What is expected — The data should be restated word for word, in full.

Segment Start: Material to process

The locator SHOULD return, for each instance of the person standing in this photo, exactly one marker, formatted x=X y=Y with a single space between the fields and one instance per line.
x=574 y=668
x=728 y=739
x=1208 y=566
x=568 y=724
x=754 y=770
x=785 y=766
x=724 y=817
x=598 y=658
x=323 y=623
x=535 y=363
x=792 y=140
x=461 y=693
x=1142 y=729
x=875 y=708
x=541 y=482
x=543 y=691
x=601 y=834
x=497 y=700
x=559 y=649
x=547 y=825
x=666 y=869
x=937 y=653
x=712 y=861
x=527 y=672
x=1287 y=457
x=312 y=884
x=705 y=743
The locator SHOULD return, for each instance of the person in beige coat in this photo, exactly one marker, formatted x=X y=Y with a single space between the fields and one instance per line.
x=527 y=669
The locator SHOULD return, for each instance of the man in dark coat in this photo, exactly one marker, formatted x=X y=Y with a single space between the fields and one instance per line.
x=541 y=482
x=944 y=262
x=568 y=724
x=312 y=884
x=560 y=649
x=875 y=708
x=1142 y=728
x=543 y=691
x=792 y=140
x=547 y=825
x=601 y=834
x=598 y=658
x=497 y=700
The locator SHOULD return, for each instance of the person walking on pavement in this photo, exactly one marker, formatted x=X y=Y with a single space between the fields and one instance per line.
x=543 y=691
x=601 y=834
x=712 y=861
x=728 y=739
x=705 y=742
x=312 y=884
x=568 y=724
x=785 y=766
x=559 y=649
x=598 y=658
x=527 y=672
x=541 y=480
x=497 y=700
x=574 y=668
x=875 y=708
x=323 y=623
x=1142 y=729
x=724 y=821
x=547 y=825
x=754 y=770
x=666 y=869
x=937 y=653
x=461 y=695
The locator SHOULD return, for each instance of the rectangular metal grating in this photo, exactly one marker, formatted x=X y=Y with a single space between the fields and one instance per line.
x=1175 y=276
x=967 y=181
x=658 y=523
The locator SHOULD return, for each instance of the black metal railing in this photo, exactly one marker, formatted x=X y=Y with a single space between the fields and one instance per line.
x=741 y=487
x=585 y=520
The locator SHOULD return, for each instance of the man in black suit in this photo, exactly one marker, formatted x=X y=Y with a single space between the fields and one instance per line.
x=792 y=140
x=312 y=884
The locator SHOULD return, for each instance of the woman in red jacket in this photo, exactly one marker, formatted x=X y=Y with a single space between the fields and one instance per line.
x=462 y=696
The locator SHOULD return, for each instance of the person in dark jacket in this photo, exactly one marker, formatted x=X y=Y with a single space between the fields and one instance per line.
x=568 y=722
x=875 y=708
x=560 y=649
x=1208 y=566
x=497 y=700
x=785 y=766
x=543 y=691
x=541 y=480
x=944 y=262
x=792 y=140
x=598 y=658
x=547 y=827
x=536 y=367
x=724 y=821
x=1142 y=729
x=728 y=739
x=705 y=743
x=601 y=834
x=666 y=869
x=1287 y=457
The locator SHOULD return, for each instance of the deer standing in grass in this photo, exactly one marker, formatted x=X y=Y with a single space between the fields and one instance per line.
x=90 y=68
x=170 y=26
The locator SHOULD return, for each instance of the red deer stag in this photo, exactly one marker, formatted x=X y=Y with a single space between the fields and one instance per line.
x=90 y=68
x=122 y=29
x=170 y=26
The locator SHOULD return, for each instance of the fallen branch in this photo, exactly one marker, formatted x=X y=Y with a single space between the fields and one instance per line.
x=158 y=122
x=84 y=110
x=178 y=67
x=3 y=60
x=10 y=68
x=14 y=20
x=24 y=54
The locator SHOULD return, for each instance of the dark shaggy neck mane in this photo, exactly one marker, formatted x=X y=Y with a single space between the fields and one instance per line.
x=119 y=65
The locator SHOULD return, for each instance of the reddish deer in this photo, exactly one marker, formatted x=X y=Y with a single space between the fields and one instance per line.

Segment End: Material to process

Expected answer —
The locator SHOULD return, for each instance of the person standing in this photo, exactly one marker, formatted x=X y=Y with a single space between the fields and one instance per line.
x=574 y=668
x=728 y=739
x=1208 y=566
x=568 y=724
x=754 y=770
x=785 y=766
x=724 y=817
x=598 y=658
x=323 y=623
x=535 y=363
x=792 y=140
x=461 y=693
x=1142 y=729
x=875 y=708
x=541 y=482
x=543 y=691
x=601 y=834
x=497 y=700
x=559 y=649
x=547 y=825
x=666 y=869
x=937 y=653
x=712 y=861
x=527 y=672
x=1287 y=457
x=312 y=884
x=705 y=743
The locator SHOULD return, for each instance of the person in beige coat in this photo, exactly one marker, formatted x=X y=Y with a single space between the fields and one instance per line.
x=527 y=669
The locator SHOULD return, for each instance of the man in dark coat in this photo, exactly one marker, formatted x=X y=Y with a single space between the fields and one instance per line.
x=541 y=482
x=944 y=262
x=568 y=724
x=312 y=884
x=560 y=649
x=875 y=708
x=1142 y=728
x=543 y=691
x=792 y=140
x=547 y=825
x=601 y=834
x=598 y=658
x=497 y=700
The locator SHOULD return, for each instance of the person walking on pavement in this photo, exactly one marker, formatted x=X y=Y with a single space between the fields and one instance per line.
x=543 y=691
x=601 y=834
x=712 y=861
x=728 y=739
x=705 y=742
x=312 y=884
x=568 y=724
x=785 y=766
x=559 y=649
x=598 y=658
x=527 y=672
x=541 y=480
x=497 y=700
x=574 y=668
x=875 y=708
x=323 y=623
x=1142 y=729
x=724 y=821
x=547 y=825
x=754 y=770
x=666 y=869
x=937 y=653
x=461 y=695
The locator SHOULD return, for each instance of the rectangular metal grating in this photo, exactly one marker, formatted x=X y=Y with a single space between the fields and one instance per line.
x=1175 y=276
x=967 y=181
x=658 y=523
The locator SHOULD return, for each instance of the black metal railing in this photo, exactly one marker, formatted x=X y=Y with a single space between the fields and one instance per line.
x=741 y=487
x=585 y=520
The locator SHOULD return, for each instance of the man in black suit in this photo, exactly one marker, formatted x=X y=Y with a single space between the fields and one instance per line.
x=792 y=140
x=312 y=884
The locator SHOULD return, for each instance of the woman in red jacket in this photo, exactly one marker, formatted x=X y=Y with a single space between the fields and one instance per line.
x=462 y=696
The locator SHOULD return, for each instance of the person in dark jacket in this photo, exactly one marker, formatted x=X y=Y with a single space between the fields and one instance per line.
x=568 y=722
x=875 y=708
x=560 y=649
x=1208 y=566
x=497 y=700
x=785 y=766
x=543 y=691
x=541 y=480
x=944 y=262
x=792 y=140
x=598 y=658
x=547 y=827
x=536 y=367
x=724 y=821
x=1142 y=729
x=728 y=739
x=705 y=743
x=601 y=834
x=666 y=869
x=1287 y=457
The locator SHOULD return, for each instance of the deer standing in grass in this photo, exactly one marker, formatted x=X y=Y with a single space between the fields and one instance per line.
x=90 y=68
x=170 y=26
The locator SHOULD return, for each instance of the red deer stag in this photo, exactly one marker, formatted x=X y=Y with a single space between the fields and one instance per line.
x=90 y=68
x=122 y=29
x=170 y=26
The locator SHOULD return, for each instance of the fallen branch in this photo, exactly one marker, formatted x=X y=Y with a single space between the fields and one instance per line.
x=158 y=122
x=84 y=110
x=178 y=67
x=3 y=60
x=10 y=68
x=14 y=20
x=24 y=54
The locator SHOULD return, for each instance of the dark shaggy neck mane in this photo, exactly one marker, formatted x=X y=Y with a single space between the fields and one instance per line.
x=119 y=65
The locator SHOULD return, for each instance of the reddish deer in this photo, exactly one marker, formatted x=X y=Y with a single space between the fields and one instance per line.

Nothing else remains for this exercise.